## [WHAT TO DO]
Images are to be skipped; everything else in the records must be repeated exactly.

## [DATA SECTION]
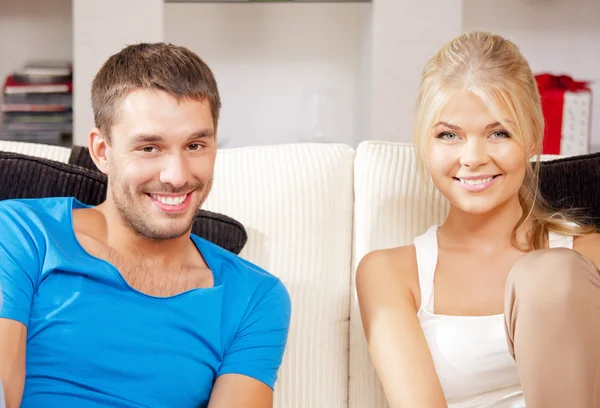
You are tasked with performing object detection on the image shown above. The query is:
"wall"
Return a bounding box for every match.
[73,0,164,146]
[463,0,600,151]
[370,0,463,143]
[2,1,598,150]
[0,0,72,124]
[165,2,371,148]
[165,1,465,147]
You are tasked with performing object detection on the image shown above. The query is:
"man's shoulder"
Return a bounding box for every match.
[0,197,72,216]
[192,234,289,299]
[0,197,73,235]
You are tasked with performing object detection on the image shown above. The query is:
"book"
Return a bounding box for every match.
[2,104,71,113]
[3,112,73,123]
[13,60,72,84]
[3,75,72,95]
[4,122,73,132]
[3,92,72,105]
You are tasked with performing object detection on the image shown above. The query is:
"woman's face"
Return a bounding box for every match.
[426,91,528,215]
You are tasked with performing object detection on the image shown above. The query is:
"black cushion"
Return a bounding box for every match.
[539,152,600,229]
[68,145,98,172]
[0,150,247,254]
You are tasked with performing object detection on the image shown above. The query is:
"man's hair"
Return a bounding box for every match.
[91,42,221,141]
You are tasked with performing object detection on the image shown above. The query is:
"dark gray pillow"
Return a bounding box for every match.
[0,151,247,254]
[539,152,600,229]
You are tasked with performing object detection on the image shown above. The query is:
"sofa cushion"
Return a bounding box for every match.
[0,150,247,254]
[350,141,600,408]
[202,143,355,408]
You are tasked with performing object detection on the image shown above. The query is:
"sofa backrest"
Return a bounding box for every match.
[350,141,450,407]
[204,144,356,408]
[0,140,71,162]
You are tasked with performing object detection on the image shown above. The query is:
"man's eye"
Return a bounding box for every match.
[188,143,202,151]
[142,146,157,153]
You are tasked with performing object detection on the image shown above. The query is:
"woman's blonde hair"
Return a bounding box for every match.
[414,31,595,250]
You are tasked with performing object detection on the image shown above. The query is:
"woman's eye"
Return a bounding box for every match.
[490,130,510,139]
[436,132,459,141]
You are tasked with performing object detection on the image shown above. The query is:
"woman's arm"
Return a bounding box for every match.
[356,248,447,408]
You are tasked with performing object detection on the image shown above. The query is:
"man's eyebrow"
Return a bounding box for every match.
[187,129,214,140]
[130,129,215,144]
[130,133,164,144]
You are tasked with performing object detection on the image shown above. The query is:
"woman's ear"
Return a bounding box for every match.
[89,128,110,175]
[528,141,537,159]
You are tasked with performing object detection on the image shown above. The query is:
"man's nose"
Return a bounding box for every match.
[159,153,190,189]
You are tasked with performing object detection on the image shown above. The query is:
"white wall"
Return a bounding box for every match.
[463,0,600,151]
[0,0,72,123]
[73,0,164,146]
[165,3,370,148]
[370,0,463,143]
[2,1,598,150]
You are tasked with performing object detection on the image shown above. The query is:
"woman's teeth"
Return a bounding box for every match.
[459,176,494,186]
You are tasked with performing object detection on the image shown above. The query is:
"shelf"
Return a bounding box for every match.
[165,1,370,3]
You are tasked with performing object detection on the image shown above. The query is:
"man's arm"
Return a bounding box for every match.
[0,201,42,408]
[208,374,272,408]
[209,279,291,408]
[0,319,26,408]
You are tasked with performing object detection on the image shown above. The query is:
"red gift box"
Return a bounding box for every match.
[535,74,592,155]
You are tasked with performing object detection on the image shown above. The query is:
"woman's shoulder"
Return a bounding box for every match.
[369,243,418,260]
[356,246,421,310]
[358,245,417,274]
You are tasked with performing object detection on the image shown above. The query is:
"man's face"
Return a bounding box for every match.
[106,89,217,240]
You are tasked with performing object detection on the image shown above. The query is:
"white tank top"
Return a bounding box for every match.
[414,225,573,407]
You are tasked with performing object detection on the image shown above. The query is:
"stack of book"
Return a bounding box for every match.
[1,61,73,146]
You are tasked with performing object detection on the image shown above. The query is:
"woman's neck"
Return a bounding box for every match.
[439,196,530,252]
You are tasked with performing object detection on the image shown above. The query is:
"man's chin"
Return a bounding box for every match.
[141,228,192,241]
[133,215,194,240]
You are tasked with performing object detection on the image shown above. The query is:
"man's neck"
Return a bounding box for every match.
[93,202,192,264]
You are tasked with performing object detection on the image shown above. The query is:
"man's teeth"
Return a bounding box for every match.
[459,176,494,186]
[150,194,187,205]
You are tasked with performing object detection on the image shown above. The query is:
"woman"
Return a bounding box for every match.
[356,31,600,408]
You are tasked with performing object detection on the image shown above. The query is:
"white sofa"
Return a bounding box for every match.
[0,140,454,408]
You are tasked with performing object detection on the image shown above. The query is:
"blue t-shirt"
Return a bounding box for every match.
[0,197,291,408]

## [RESULT BELOW]
You are tasked with performing object detection on the image shown above. The query is:
"wall"
Return a bounding box for every match.
[73,0,164,146]
[463,0,600,151]
[370,0,463,143]
[2,1,598,150]
[0,0,72,124]
[165,2,371,148]
[165,1,465,147]
You are tasked with performing object detection on the image shown above. The query is:
"man's shoulder"
Return a bounding box for every match.
[0,197,72,216]
[192,234,289,299]
[0,197,73,235]
You are tasked with performing object detection on the image shown above. The query is:
"book"
Return a bounding box for every match.
[2,104,71,113]
[3,112,73,123]
[13,60,72,84]
[3,75,72,95]
[4,122,73,132]
[3,92,72,105]
You are tasked with performing object detection on the image shown above. The query is:
"woman's face"
Return a bounding box for every match.
[426,91,528,215]
You are tasked with performing object detection on the image shown above. The query is:
"black cushion"
Return a bounding box for every match.
[539,152,600,229]
[68,145,98,172]
[0,150,247,254]
You are tasked with performing object detection on the image shown above. The query is:
"man's hair"
Return a bounding box for every match.
[91,42,221,141]
You are tasked with performing object detection on the image shown above. The query is:
"dark gray pillow"
Return a bounding box for every match.
[0,151,247,254]
[539,152,600,229]
You are tasked with performing object detection on the image shown above. The query is:
"sofa cushion"
Return a bounding box for every match.
[0,150,247,254]
[350,141,600,408]
[202,143,355,408]
You are tasked with performing object detection on the image shown above. The query is:
"sofa backrest"
Return a bounding box for every match.
[350,141,450,407]
[204,144,356,408]
[0,140,71,162]
You are tasked with performing object detection on the image shown above. The query is:
"man's eye"
Return a bounding box for every match.
[188,143,202,151]
[142,146,157,153]
You are tasked with performing object detection on the image shown above. The query is:
"woman's blonde hair"
Return a bounding box for every match.
[414,31,595,250]
You are tasked with performing object detection on the image shown above. The query is:
"woman's eye"
Return a bounding box for every match.
[490,130,510,139]
[436,132,459,141]
You are tasked with performing object detection on the image shown above. The query is:
"woman's arm"
Return a bounding box for every match.
[356,248,447,408]
You are tasked with performing object detection on the image shown above. The query is:
"man's eyebrow"
Return a bounding box for every match.
[187,129,214,140]
[130,129,215,144]
[130,133,164,144]
You are tasked with performing object detection on the image shown above. The query is:
"woman's ear"
Return a bounding box for every match.
[89,128,110,175]
[528,141,537,159]
You are tasked with performing object detection on the image shown above. The query is:
"man's nose"
Return a bounding box for every match.
[159,153,190,189]
You are tasked with performing object detection on the image shown above. The query is:
"white wall"
Return a bounding box for every match.
[463,0,600,151]
[0,0,72,123]
[73,0,164,146]
[165,3,370,148]
[370,0,463,143]
[2,1,598,150]
You are tasked with performing object detection on the image shown above. The query is:
"woman's teeth"
Return a bounding box for every match.
[459,176,494,186]
You are tasked with performing object detection on the image shown above. The query is:
"shelf"
Return a bounding box for every match.
[165,1,370,3]
You are tasked with performing object detection on the image shown above. The query is:
"man's arm"
Return a bounding box for every match.
[0,201,42,408]
[208,374,272,408]
[209,279,291,408]
[0,319,26,408]
You are tasked with performing object detection on the image shown above. The query is:
"red gift box"
Return a bounding box for every match.
[535,74,592,155]
You are tasked with performing object detection on the image shown above. The query is:
"woman's shoulder"
Return a bounding box for every match.
[369,243,418,260]
[356,246,421,310]
[358,245,417,274]
You are tasked with performing object detection on the image shown above. The query is:
"man's face"
Return a bounding box for every match.
[106,89,217,240]
You are tasked with performing object detection on the image shown above. The query is:
"white tank top"
Return a bounding box for every match.
[414,225,573,407]
You are tasked with performing object detection on the image shown above. The query is:
"stack of book"
Return a bounding box for every match.
[1,61,73,146]
You are tasked with performing object detection on the image shown above. The query is:
"woman's neck"
Return a bounding box for every match.
[439,196,530,252]
You are tasked with performing object detection on the image shown above. The query is:
"man's chin"
Return a bounding box for every match.
[141,228,192,241]
[133,215,194,240]
You are tasked with performing object detection on the image shown above. The query is:
"man's neck"
Return a bounding box for every match.
[93,202,192,264]
You are tasked with performing object detection on the image shown above. The query is:
"man's teeth"
Return a bounding box for every match.
[459,176,494,186]
[150,194,187,205]
You are tasked with performing object detection on the image shown above. The query is:
"woman"
Return a bounding box for every match.
[356,31,600,408]
You are tasked with performing object detection on the image shown above. The query is:
"white sofa"
Return a bounding box for every match.
[0,140,454,408]
You are tasked with performing object detection on the image shown above. The query is:
"blue t-shirt"
Return a bounding box for every match.
[0,197,291,408]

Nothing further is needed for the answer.